#### Input rows
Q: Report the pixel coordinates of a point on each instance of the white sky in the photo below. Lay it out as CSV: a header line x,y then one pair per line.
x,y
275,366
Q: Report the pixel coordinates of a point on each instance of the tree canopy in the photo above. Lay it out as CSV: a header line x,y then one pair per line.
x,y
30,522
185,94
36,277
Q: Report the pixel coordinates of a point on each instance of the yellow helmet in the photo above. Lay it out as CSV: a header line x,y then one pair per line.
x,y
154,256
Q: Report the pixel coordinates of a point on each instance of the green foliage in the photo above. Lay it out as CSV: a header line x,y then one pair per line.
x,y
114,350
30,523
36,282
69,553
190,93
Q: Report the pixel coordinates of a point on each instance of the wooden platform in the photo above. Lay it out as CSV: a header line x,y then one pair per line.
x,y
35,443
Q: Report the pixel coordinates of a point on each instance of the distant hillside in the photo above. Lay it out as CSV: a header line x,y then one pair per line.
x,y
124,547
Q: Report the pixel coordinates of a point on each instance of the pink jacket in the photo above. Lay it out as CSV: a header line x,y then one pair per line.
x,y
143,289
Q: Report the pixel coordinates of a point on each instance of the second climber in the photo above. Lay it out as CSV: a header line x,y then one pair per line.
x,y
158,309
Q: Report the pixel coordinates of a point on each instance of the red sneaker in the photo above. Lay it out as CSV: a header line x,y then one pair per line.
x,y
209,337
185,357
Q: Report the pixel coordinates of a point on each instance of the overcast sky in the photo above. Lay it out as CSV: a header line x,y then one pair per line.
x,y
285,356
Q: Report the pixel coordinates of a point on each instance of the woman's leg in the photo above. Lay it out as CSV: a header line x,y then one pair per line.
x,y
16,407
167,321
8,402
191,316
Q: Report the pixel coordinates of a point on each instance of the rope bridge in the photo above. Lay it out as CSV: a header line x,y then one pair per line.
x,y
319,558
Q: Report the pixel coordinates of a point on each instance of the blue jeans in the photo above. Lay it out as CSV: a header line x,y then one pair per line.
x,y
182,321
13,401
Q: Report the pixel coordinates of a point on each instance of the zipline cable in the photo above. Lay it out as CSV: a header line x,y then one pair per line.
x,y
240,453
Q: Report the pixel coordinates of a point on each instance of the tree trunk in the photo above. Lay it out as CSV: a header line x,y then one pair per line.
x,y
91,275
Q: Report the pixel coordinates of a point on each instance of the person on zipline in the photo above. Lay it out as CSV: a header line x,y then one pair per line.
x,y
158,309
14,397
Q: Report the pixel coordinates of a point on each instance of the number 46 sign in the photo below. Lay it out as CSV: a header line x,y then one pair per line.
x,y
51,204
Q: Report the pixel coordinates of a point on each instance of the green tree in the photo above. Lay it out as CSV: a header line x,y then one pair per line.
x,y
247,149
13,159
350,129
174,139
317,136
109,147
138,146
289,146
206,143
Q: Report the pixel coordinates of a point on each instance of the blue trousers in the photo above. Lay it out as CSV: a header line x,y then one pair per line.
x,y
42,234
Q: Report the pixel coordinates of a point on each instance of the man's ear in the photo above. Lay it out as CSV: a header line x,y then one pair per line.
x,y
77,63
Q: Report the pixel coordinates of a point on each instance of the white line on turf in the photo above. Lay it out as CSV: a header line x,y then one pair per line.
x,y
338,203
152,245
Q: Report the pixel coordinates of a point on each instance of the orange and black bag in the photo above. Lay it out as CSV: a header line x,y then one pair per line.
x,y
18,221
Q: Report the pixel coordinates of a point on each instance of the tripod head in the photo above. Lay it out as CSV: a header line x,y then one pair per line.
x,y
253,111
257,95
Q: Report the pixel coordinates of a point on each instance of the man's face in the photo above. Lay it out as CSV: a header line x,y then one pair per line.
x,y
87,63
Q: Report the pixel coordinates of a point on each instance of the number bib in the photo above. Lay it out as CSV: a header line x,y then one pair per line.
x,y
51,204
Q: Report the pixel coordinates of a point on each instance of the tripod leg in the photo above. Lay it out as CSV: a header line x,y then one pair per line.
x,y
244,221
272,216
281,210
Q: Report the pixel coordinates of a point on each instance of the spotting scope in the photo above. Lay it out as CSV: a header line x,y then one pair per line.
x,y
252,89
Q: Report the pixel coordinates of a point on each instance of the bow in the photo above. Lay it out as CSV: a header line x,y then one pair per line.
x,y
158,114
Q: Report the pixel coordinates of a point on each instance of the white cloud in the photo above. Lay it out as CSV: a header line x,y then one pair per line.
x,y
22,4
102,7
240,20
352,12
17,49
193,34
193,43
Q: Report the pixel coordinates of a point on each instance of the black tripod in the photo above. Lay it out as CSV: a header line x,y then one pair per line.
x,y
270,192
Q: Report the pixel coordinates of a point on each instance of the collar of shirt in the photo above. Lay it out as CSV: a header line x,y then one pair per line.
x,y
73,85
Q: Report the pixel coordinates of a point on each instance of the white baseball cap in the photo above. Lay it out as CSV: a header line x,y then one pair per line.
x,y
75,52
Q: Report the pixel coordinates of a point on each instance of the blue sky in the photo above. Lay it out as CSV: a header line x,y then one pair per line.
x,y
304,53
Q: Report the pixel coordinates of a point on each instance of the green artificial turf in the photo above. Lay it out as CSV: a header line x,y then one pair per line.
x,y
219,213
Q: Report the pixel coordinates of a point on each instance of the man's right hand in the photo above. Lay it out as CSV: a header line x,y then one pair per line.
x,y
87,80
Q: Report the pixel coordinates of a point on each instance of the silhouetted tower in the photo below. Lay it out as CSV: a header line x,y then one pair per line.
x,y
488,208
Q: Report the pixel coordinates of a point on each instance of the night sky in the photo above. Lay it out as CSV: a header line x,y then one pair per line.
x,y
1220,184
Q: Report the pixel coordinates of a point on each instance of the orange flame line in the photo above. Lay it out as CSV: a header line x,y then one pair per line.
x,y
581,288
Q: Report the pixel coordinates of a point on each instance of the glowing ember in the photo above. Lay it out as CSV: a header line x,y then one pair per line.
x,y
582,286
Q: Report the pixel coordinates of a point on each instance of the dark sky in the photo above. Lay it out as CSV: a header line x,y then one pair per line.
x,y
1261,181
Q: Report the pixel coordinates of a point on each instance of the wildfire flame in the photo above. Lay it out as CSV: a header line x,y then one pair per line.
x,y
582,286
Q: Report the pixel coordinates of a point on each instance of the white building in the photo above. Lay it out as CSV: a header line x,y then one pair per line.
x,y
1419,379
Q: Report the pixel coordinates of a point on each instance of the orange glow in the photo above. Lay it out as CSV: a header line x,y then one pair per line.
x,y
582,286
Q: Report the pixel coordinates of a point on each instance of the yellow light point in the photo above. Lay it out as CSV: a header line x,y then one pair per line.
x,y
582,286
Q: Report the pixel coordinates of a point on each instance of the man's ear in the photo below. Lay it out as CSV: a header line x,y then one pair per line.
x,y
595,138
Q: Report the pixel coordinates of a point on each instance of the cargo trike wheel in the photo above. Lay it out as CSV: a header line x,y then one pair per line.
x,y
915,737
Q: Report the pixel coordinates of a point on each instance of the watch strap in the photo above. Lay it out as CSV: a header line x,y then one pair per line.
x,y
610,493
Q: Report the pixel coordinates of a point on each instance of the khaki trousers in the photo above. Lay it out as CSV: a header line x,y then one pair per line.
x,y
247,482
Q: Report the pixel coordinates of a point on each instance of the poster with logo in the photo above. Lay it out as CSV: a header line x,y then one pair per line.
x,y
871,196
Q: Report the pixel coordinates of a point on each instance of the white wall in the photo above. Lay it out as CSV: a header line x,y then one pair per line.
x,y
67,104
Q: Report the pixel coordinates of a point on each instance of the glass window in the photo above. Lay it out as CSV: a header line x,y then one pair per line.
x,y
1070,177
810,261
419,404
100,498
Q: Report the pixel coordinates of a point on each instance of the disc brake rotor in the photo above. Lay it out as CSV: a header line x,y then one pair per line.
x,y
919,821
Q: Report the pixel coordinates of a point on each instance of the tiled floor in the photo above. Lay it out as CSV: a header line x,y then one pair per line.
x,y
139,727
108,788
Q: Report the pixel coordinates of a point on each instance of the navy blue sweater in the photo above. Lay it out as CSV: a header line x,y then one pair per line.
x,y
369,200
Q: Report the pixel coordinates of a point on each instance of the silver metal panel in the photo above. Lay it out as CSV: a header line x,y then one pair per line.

#### Exercise directions
Include both ends. Return the line holding "of the watch" and all lines after it in the records above, exactly as written.

#### The result
Q: Report the pixel coordinates of a point on each instance of the watch strap in the photo above. Lay it out as CSV: a header line x,y then one pair per line.
x,y
610,493
Q: Report the pixel coordinates of a point on each instance of the khaki trousers in the photo above. Lay it out as CSV: a header line x,y then one pair per line.
x,y
247,482
Q: Report the pixel coordinates of a point on each instance of the poster with logo in the photo above. Lay it out as CSV: a header line x,y then one pair per line.
x,y
871,196
Q: Report the pixel coordinates of a point on each instance of the white wall in the photo above. Lay it out as CSV: a header line x,y then one pair per line.
x,y
67,104
Q: Report the pixel coordinates of a point on each instance of the glass window in the photo above. Lay it out as CSV: a header line x,y then one pair per line.
x,y
1070,177
810,261
419,404
100,498
Q: Report the pixel coordinates of a point on each instance of the disc brake rotor in the photo above. Lay it out as CSV: a header line x,y then one pair per line.
x,y
919,821
Q: Report the pixel coordinates of a point on each instance of the tiled floor in the photo above. Lay it out as CSV: a header line x,y then one pair per line.
x,y
139,727
108,788
Q: Report the pixel coordinates of a point on each instance of the navy blue sweater in the photo above. Lay it out as CSV: a header line x,y then one pair per line.
x,y
369,200
Q: Report the pixel coordinates of a point on each instance of the silver metal panel in the photo above. Lay it out as CSV: a header line x,y then one pair per line.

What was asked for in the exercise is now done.